__What the task asks__. Write out every row below word for word, but leave the pictures out.

[Rows from a pointing dataset]

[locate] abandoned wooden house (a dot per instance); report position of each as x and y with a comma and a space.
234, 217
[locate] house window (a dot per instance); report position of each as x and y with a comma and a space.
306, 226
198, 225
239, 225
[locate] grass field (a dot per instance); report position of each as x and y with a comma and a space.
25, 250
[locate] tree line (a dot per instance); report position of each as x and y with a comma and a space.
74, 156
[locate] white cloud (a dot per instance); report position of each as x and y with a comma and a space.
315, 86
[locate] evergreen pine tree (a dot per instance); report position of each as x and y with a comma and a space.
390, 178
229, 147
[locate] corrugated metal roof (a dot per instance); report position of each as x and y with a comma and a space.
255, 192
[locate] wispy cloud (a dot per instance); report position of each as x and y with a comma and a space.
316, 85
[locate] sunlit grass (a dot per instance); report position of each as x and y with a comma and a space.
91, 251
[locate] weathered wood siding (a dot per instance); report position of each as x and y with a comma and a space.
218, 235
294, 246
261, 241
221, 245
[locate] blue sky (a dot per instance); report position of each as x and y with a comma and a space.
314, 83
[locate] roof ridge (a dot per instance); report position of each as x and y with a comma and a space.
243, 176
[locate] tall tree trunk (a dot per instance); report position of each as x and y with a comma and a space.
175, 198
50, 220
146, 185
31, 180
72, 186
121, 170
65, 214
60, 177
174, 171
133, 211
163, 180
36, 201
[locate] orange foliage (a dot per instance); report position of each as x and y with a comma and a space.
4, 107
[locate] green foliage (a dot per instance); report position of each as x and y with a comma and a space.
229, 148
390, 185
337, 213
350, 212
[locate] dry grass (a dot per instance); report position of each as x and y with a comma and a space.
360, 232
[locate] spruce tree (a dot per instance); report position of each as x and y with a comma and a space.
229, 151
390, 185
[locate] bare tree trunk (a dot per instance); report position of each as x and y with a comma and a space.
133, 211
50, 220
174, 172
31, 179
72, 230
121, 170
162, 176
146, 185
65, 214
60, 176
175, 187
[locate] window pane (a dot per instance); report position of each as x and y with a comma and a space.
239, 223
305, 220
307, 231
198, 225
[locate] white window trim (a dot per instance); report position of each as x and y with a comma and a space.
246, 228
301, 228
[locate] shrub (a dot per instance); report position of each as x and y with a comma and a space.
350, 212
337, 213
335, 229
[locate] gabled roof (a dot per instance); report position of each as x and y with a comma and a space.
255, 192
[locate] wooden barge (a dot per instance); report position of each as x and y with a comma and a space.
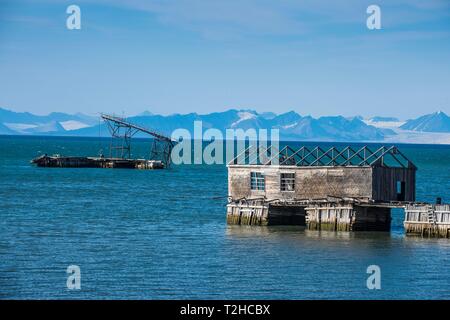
335, 189
58, 161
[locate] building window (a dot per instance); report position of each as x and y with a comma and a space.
257, 181
287, 182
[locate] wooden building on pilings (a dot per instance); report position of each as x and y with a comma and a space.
342, 189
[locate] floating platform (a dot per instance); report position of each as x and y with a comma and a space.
428, 220
57, 161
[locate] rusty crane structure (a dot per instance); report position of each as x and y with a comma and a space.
120, 155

__Exercise answer__.
[locate] abandoned wooden house (a dot per instance); report position of each as x and y with a comma and a space.
234, 217
[locate] house window (a dot per instance); report position of each as x and y with a comma and a space.
306, 226
198, 225
239, 225
[locate] grass field (a dot per instance); report position of each as x and y with a comma and a space.
25, 250
[locate] tree line (a dot per instance); report position of each as x and y with a comma and a space.
74, 156
[locate] white cloud (a dot per instance); report position of each as x and y with a comma and a space.
315, 86
[locate] evergreen pine tree (a dot per instance); report position of each as x and y with a comma and a space.
390, 178
229, 147
[locate] corrugated metal roof (a dot per instance); report position of each as x and y with a comma and a space.
255, 192
[locate] wispy cloud (a dot per instance); report position of each as x and y with a comma and a space.
316, 85
[locate] sunlit grass (a dot per instance); report position of each as x and y with a comma and a space.
91, 251
[locate] weathered wood siding (a dot per instance); report position of each as x and y with a comma and a space.
218, 235
294, 246
261, 241
221, 245
[locate] blue sky (a dot per instance); report position of each as x and y with a comma and a space.
314, 83
[locate] roof ridge (a dot per instance); report position of each as x and y with a comma and a space.
243, 176
[locate] tall tree trunk (a dot per instance); report position of each as x and y with a comma and a space.
175, 198
50, 220
146, 185
31, 180
72, 186
121, 170
65, 214
60, 177
174, 171
133, 211
163, 180
36, 201
[locate] orange foliage (a dot per instance); report position of each as x and y with a comma and a space.
4, 107
[locate] green foliage (a dot per instance); report position of each as x and y with a comma and a space.
229, 148
390, 185
337, 213
350, 212
[locate] dry grass (a dot per instance); report position of each as x and y with a comma and a space.
360, 232
[locate] spruce tree (a dot per instance); report position of each as x and y with a comma and a space.
229, 151
390, 185
[locate] bare tree trunk (a dot per instance); report position of each as x and y with a comma and a space.
133, 211
50, 220
174, 172
31, 179
72, 230
121, 170
162, 176
146, 185
65, 214
60, 176
175, 187
[locate] window pane (a dot per instance); report position of each as x and y with a comma and a space.
239, 223
305, 220
307, 231
198, 225
[locate] white window trim (a dot per instance); report position of each as x and y with a comma and a space.
246, 228
301, 228
[locate] shrub (a dot per instance); report position of each as x and y with a comma and a space.
350, 212
337, 213
335, 229
[locate] gabled roof (a dot per instance); report position of each as x and y with a comma and a space.
255, 192
[locate] wooden barge (a dot per instance); report position of each as x and y with a comma and a space.
335, 189
58, 161
[locate] building window (a dot per instance); report position of each as x and y with a comma and a space.
257, 181
287, 182
[locate] wooden building on pilings (a dot per instance); report position of each as x and y with a comma and a space.
342, 189
[locate] floating platform (a dot per instance); report position of each as x and y with a comma and a space.
428, 220
57, 161
[locate] rusty crane structure (a dot per instance); report position of each as x and y with a comma and a space.
120, 155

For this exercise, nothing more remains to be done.